### DESCRIPTION OF THE TASK
Pull out every line below that contains the word "distant" and copy each one in full.
=== MATERIALS PROVIDED ===
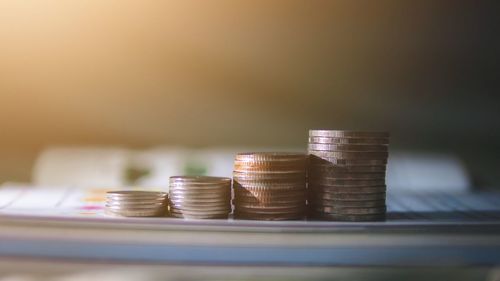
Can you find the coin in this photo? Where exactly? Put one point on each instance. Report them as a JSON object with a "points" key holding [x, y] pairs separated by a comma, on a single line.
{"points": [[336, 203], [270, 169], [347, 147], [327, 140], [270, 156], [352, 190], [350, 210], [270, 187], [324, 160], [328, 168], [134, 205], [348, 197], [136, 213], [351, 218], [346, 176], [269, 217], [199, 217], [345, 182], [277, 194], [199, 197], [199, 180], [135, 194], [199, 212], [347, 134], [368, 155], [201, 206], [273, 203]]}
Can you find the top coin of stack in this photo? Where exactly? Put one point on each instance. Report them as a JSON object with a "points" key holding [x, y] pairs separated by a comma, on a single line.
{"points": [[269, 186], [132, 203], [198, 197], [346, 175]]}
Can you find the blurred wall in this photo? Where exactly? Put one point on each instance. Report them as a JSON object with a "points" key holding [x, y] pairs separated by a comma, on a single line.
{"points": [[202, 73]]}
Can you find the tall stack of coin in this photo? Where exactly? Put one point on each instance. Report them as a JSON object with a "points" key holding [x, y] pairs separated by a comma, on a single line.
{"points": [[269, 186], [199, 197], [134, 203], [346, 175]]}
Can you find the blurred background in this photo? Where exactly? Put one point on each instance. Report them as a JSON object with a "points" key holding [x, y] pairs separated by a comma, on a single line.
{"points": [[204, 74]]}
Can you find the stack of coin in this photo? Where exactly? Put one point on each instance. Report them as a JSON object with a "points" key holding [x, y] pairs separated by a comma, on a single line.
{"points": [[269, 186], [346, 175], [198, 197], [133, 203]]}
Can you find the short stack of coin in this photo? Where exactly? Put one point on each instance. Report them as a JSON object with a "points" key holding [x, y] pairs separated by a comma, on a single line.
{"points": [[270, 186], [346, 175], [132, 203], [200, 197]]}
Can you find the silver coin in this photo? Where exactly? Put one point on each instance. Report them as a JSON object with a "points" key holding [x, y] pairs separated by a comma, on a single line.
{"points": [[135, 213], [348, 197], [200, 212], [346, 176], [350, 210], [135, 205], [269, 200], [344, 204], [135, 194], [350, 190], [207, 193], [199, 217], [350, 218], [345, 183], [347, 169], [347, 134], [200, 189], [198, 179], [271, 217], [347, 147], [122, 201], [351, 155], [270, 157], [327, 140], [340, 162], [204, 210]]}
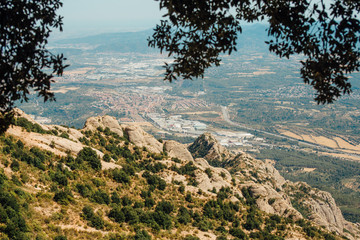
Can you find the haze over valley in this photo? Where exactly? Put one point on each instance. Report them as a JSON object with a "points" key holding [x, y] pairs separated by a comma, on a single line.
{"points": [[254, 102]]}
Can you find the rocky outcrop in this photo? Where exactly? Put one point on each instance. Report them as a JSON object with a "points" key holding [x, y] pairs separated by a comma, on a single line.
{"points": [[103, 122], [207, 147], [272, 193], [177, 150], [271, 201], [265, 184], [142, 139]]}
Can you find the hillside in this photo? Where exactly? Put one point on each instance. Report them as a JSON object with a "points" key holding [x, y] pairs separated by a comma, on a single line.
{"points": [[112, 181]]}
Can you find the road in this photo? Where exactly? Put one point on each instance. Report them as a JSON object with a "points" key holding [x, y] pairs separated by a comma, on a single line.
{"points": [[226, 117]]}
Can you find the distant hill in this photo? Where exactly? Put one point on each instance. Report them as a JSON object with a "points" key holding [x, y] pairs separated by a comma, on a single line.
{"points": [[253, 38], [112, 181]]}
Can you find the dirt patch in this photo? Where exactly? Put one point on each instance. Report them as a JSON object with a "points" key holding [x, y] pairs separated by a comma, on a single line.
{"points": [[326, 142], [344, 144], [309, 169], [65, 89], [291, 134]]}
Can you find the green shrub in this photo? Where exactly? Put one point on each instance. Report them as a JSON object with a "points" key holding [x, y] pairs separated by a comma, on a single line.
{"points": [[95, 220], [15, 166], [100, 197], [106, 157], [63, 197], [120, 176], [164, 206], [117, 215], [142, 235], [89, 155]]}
===
=== MATERIALS PROVIDED ===
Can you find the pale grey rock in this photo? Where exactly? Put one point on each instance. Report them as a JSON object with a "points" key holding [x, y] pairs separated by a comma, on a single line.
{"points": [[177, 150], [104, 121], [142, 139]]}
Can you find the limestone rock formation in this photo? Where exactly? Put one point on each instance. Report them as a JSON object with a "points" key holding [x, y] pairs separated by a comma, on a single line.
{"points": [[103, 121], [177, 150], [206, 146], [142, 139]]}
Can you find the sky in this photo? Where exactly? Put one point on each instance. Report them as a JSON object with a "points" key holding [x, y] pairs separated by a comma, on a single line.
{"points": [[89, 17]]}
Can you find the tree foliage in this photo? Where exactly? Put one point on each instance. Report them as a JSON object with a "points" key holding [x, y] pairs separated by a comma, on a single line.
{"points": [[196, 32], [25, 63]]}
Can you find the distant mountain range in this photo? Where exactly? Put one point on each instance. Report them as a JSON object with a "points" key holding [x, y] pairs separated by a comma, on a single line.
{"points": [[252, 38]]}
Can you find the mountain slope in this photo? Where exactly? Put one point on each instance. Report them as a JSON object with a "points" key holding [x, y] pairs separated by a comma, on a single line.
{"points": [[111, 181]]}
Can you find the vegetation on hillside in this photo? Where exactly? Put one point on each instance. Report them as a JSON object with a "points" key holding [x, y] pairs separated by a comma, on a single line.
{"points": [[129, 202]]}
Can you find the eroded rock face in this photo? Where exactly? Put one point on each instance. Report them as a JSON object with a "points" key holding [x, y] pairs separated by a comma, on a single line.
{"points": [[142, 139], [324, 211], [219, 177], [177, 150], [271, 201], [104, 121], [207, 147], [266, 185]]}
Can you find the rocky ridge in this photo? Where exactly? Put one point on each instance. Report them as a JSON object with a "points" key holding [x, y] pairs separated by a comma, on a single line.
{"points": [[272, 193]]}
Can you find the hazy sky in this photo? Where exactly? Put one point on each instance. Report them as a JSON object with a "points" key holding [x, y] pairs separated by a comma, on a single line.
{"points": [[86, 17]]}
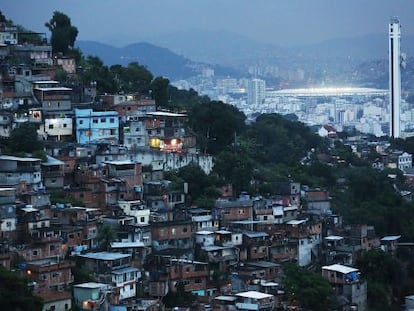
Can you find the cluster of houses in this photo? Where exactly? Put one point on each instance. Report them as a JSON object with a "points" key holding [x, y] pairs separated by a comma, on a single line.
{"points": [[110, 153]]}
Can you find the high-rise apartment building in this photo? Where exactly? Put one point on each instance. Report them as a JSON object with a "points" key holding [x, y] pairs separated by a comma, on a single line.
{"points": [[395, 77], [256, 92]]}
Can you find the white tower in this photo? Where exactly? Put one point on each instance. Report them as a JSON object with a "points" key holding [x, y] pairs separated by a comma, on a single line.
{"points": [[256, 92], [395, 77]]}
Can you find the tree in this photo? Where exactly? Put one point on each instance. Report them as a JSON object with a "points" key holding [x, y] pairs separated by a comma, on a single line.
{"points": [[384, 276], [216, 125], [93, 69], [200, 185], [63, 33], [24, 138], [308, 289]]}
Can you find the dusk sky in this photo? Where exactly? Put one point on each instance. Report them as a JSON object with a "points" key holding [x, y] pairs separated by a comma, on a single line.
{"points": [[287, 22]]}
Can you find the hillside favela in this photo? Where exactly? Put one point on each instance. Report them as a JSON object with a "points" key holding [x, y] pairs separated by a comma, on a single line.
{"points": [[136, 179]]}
===
### THE SOLUTION
Can you find the distant hill in this photo? Where exactly? Put one point on each instance. Report them as a JSON object with a "points" key holding [x, y] pairs separated by a comma, on a single line.
Can you find the distant mountain range in this photo? Where exactly? Put one point on each instance. Report them as a JSON object with a "points" key holding [x, y] pairs separated by a comma, on a single line.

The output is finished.